Passage to read

========================================

The individual photosensitive drums 32a are fixed to the subframe 31 of the image forming unit 200. The subframe 31 is further provided with the charging rollers 32b and the cleaning blades 32c for removing developers remaining on the surfaces of the drums 32a, which serve as processing units for the drums 32a. The drums 32a, the charging rollers 32b, and the cleaning blades 32c are mounted in a predetermined placement relationship.

Cartridge

As shown in FIG. 2, the cartridges 33 (33Y, 33M, 33C, and 33K) each have a developing unit. Specifically, the cartridges 33 each have a housing 33a and a developing roller 33b for supplying a developer to the drum 32a, in other words, for developing an electrostatic latent image formed on the drum 32a as a developer image. The cartridges 33 each further have a developer accommodating portion 33c that accommodates a developer used in developing the electrostatic latent image and a supply roller 33d that supplies the developer in the developer accommodating portion 33c to the developing roller 33b. The developer accommodating portion 33c has a conveying member 33f for conveying the internal developer to the supply roller 33d. The first cartridge 33Y accommodates a yellow (Y) developer in the developer accommodating portion 33c and forms a Y-color developer image on the surface of the corresponding drum 32a. The second cartridge 33M accommodates a magenta (M) developer in the developer accommodating portion 33c and forms an M-color developer image on the surface of the corresponding drum 32a. The third cartridge 33C accommodates a cyan (C) developer in the developer accommodating portion 33c and forms a C-color developer image on the surface of the corresponding drum 32a. The fourth cartridge 33K accommodates a black (K) developer in the developer accommodating portion 33c and forms a K developer image on the surface of the corresponding drum 32a.

========================================

Raw records
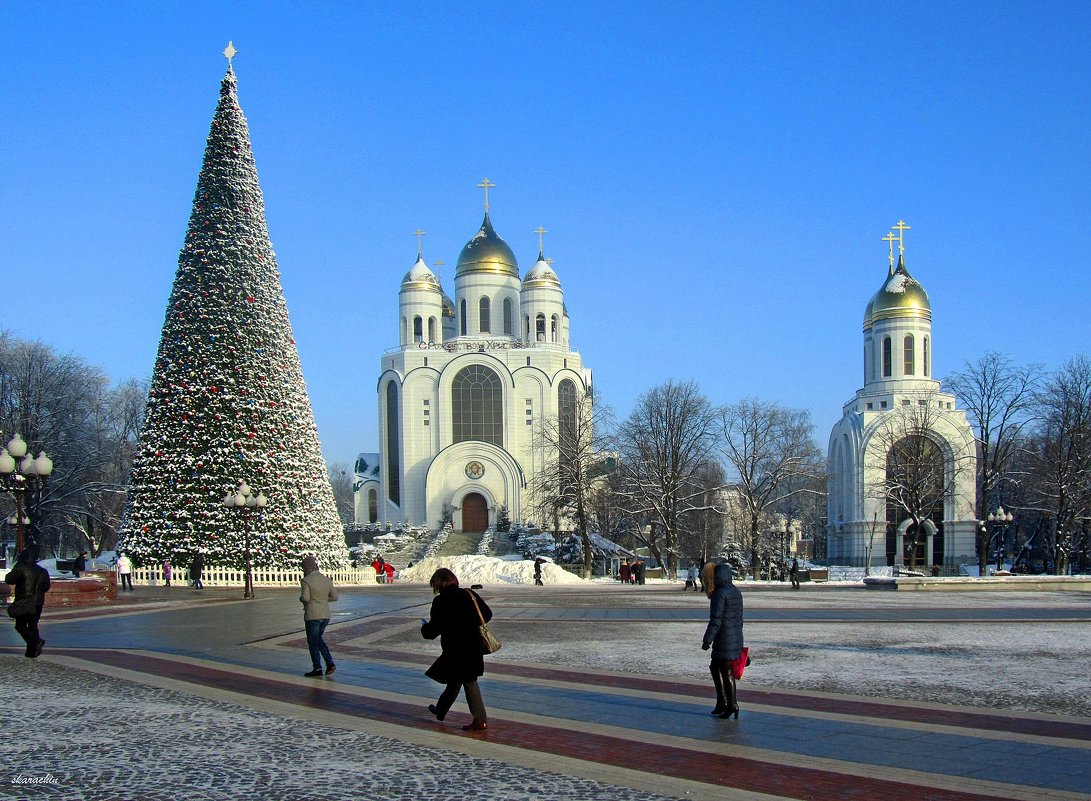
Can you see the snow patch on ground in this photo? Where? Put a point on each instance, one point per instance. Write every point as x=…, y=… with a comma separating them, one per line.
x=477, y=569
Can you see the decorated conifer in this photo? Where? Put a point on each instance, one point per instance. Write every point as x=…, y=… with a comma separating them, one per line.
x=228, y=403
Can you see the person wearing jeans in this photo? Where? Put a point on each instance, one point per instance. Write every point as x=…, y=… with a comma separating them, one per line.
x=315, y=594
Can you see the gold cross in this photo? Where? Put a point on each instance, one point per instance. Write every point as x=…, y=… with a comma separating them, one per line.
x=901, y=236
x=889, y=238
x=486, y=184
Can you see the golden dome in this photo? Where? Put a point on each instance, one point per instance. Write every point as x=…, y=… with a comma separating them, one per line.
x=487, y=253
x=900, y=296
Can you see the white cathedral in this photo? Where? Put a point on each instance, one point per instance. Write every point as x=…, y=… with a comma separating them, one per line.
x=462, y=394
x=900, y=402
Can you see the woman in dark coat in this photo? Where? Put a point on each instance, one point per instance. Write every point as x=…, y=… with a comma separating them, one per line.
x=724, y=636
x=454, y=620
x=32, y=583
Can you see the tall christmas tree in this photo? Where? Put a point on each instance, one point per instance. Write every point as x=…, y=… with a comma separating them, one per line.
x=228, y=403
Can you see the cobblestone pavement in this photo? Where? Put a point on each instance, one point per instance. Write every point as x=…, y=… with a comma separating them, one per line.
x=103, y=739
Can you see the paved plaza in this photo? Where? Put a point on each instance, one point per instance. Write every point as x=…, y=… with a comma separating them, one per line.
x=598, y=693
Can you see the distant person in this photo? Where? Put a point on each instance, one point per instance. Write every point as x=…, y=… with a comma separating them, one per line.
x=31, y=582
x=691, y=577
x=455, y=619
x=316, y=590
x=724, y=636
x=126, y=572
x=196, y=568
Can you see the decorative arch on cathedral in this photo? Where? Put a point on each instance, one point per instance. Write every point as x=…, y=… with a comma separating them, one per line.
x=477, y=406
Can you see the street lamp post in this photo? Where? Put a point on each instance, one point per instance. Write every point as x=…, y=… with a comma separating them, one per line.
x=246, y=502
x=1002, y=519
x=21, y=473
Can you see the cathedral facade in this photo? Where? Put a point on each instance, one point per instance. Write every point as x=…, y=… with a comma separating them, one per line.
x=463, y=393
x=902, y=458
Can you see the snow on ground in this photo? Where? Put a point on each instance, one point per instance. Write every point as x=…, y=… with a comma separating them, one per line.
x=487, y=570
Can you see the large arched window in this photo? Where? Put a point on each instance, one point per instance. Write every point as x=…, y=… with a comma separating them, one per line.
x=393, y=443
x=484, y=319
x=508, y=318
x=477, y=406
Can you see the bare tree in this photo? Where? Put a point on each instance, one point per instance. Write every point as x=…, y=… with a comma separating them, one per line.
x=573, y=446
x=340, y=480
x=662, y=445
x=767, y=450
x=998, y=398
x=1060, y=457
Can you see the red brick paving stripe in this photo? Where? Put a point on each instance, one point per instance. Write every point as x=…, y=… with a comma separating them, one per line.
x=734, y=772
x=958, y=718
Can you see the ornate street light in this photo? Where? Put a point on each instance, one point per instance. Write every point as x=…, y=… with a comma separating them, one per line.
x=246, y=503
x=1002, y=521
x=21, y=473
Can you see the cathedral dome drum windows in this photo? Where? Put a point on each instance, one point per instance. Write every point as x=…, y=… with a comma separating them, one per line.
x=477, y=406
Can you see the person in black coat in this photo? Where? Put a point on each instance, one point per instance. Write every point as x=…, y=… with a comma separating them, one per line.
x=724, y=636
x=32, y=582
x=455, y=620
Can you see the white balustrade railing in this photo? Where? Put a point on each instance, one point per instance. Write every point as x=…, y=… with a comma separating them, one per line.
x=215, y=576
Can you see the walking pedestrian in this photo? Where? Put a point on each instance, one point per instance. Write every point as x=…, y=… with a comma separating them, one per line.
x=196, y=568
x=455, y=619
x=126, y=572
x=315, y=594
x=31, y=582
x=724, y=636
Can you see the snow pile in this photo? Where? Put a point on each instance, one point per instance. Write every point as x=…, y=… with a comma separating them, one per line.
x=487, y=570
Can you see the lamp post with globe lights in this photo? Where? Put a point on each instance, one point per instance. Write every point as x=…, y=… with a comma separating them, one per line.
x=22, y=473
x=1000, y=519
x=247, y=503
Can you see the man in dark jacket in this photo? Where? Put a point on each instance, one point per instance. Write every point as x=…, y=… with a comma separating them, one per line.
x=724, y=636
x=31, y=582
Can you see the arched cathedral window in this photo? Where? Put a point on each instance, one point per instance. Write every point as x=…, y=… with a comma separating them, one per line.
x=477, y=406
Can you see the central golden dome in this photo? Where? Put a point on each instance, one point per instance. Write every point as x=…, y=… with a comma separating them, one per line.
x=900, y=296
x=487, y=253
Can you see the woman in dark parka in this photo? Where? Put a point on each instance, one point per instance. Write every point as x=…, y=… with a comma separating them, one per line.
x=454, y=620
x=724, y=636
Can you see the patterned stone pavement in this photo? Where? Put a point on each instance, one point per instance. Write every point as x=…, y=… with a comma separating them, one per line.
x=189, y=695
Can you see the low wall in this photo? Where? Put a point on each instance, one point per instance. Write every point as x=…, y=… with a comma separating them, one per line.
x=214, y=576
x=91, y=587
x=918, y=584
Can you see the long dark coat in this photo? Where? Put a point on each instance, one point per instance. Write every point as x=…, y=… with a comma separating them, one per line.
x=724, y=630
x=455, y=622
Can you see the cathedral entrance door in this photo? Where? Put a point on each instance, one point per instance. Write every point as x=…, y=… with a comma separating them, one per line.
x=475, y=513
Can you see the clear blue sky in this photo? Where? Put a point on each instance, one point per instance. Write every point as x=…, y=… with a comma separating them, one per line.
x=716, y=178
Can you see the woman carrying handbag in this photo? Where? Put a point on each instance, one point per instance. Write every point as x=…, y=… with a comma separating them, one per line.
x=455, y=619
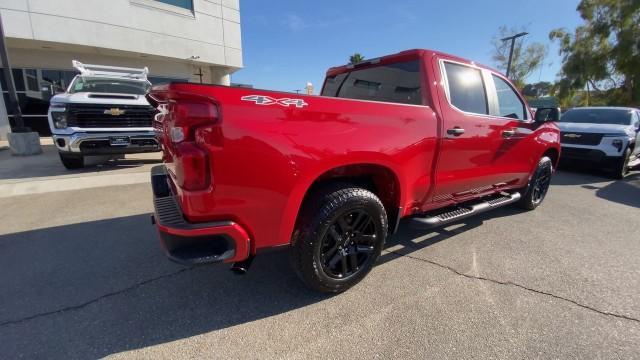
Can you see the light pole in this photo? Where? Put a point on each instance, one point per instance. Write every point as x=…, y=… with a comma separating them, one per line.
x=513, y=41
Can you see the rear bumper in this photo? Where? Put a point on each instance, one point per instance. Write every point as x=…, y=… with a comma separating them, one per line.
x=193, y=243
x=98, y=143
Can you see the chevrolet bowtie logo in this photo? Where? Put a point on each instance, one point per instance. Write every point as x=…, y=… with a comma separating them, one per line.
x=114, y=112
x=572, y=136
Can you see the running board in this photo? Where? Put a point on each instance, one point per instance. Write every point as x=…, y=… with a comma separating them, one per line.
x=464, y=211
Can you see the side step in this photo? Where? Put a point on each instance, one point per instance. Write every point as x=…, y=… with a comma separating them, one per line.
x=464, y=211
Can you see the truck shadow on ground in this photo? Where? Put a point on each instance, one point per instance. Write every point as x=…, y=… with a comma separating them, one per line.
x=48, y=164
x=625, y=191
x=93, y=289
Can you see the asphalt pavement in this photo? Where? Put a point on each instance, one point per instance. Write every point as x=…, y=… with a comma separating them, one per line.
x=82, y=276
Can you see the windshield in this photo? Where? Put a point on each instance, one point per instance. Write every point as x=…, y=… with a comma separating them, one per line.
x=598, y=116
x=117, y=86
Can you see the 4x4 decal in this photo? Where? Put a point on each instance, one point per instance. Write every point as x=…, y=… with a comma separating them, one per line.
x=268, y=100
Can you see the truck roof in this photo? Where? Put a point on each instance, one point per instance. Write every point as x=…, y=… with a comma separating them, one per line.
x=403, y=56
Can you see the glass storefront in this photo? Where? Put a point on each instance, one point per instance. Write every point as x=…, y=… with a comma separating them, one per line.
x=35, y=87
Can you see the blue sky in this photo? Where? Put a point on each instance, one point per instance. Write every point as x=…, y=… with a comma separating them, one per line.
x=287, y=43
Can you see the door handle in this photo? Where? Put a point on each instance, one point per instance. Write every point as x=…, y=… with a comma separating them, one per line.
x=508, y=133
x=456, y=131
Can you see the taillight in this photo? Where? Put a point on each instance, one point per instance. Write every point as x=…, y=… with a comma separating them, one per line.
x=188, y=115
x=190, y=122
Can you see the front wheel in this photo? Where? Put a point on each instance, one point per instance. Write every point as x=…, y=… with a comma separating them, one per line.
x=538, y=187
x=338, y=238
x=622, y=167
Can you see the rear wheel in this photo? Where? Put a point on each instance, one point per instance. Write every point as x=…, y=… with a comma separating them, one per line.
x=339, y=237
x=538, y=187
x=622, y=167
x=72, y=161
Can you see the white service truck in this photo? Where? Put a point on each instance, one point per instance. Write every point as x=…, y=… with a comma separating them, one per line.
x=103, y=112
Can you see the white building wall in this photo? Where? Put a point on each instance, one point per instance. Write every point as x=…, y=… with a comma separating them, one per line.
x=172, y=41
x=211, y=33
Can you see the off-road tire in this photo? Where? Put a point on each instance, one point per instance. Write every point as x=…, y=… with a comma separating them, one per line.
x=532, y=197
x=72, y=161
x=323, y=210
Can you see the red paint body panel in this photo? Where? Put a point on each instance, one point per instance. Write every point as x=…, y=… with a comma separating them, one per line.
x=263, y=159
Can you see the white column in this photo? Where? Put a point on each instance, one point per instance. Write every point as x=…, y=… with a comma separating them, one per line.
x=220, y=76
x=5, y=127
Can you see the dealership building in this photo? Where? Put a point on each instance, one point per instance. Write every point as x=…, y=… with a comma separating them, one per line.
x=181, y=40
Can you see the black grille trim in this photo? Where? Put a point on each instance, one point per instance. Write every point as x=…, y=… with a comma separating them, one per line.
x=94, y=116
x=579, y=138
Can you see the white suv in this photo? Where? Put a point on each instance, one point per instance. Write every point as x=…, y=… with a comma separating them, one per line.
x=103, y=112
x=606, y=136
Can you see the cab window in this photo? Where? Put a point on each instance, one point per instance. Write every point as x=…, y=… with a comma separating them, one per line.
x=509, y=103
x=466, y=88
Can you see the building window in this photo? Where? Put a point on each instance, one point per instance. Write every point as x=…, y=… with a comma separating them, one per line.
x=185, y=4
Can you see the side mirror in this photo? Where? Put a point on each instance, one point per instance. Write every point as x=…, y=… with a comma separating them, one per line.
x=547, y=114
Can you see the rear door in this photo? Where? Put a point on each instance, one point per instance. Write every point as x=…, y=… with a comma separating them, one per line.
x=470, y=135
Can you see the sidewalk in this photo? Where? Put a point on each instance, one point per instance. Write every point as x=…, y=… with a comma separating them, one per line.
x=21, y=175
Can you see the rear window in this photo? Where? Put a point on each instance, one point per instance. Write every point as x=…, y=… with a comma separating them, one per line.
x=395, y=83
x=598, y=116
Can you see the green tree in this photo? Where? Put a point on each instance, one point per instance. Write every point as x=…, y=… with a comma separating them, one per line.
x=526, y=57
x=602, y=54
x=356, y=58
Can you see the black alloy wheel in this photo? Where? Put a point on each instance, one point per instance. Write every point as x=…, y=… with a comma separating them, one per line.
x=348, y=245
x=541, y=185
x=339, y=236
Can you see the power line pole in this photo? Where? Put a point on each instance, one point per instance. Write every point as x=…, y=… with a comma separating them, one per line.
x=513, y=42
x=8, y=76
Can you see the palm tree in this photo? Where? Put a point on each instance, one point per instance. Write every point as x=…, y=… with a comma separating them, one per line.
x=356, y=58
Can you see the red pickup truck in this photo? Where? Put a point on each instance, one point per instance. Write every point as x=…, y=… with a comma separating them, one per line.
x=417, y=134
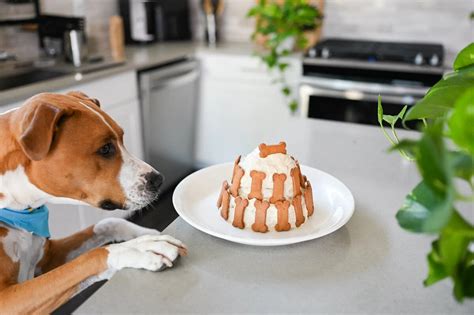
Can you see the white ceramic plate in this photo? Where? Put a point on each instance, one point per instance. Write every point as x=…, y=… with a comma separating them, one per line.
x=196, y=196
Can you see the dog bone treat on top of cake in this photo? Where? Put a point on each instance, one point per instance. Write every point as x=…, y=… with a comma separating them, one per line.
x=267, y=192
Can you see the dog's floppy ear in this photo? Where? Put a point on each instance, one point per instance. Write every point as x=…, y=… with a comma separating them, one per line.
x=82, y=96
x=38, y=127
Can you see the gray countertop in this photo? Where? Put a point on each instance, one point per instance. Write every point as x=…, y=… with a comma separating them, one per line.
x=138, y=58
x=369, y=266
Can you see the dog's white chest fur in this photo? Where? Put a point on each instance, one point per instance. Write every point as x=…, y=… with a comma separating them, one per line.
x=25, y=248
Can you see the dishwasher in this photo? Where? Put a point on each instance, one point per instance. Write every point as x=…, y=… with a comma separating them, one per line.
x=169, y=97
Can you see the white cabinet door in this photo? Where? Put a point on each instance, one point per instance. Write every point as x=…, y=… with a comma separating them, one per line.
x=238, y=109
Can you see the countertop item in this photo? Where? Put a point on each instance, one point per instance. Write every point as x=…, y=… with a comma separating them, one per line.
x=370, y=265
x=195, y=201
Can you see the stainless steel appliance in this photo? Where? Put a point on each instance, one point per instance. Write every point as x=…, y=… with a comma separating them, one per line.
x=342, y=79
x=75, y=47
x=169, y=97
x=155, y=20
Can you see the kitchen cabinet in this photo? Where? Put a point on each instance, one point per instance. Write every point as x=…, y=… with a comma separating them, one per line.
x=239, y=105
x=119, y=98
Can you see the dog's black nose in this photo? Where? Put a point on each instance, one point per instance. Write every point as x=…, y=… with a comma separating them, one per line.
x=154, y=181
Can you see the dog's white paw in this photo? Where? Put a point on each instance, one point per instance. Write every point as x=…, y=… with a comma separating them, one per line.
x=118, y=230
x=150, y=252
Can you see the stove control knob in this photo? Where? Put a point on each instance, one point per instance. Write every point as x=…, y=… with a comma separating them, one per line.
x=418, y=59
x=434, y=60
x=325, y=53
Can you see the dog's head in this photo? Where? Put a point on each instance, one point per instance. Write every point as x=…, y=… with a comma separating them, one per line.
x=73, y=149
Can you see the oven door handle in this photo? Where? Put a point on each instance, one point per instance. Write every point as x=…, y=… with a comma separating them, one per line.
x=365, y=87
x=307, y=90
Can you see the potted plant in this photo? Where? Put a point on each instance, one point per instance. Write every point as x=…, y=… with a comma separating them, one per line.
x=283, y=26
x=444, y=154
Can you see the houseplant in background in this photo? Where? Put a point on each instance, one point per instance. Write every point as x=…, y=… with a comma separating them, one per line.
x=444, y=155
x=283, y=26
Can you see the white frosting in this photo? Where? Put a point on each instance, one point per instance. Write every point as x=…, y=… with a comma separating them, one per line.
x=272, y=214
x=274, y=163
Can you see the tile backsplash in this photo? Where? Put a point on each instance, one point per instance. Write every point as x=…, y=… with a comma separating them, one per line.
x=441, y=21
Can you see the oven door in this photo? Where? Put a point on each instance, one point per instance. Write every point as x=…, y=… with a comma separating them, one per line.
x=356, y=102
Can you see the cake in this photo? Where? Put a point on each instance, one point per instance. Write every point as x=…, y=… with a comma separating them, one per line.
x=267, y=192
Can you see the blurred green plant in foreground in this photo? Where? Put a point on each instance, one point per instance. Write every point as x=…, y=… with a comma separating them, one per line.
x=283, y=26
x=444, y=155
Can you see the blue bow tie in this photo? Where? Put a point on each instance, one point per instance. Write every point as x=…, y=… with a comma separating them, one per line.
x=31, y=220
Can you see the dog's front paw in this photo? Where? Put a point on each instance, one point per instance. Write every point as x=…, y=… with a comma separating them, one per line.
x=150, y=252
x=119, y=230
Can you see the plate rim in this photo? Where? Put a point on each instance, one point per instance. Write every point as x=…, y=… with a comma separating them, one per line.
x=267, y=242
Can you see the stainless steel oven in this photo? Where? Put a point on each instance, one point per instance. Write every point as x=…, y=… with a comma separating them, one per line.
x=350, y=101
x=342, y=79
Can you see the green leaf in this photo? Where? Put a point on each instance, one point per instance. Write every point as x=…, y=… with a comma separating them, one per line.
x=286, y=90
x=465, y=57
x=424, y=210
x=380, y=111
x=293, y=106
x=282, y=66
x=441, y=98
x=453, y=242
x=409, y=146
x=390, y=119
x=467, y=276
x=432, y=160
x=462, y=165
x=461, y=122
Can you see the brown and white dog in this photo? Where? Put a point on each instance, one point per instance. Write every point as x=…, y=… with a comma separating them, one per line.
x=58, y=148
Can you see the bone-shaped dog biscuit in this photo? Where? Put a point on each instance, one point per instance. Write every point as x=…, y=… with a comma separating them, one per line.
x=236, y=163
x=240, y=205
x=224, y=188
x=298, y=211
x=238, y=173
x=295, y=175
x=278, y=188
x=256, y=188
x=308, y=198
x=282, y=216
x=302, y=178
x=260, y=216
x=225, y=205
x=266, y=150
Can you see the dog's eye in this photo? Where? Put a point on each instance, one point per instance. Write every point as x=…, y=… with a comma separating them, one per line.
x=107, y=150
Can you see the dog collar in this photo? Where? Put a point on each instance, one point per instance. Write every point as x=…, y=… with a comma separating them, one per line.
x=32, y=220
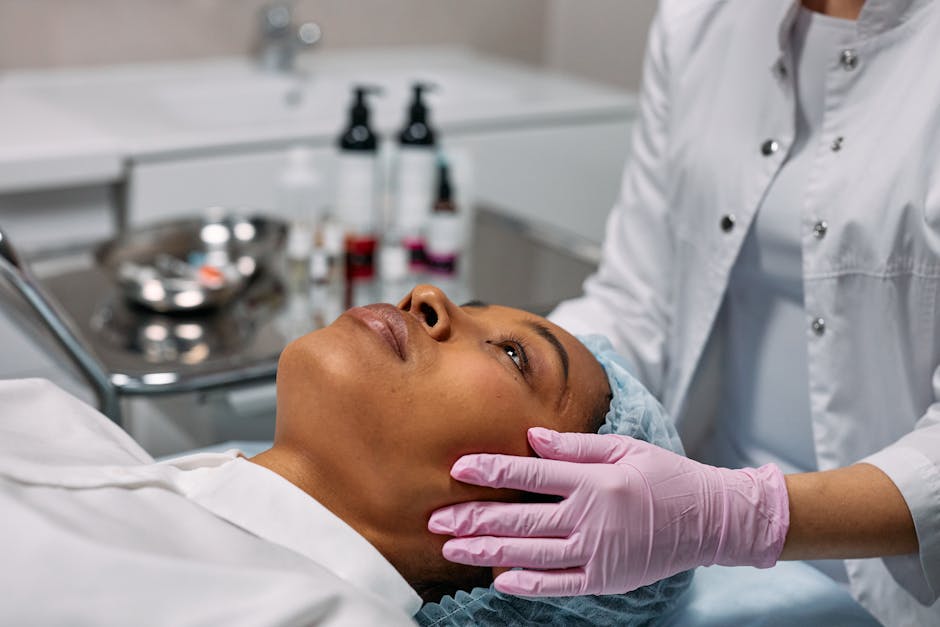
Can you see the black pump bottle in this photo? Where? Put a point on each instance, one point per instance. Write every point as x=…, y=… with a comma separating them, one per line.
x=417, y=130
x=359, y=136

========================================

Goals
a - List each cartridge named in the drum and cartridge passage along with the color of developer it holds.
b - Repeat everything in the drum and cartridge passage from "The individual photosensitive" down to "predetermined placement relationship.".
c - In the drum and cartridge passage, what purpose do the cleaning blades 32c on the subframe serve?
The rows play no part in what you need to do here.

Outputs by task
a -
- First cartridge 33Y: yellow (Y)
- Second cartridge 33M: magenta (M)
- Third cartridge 33C: cyan (C)
- Fourth cartridge 33K: black (K)

b -
The individual photosensitive drums 32a are fixed to the subframe 31 of the image forming unit 200. The subframe 31 is further provided with the charging rollers 32b and the cleaning blades 32c for removing developers remaining on the surfaces of the drums 32a, which serve as processing units for the drums 32a. The drums 32a, the charging rollers 32b, and the cleaning blades 32c are mounted in a predetermined placement relationship.

c - The cleaning blades 32c remove developer left on the surfaces of the photosensitive drums 32a. Along with the charging rollers 32b, they serve as processing units for the drums.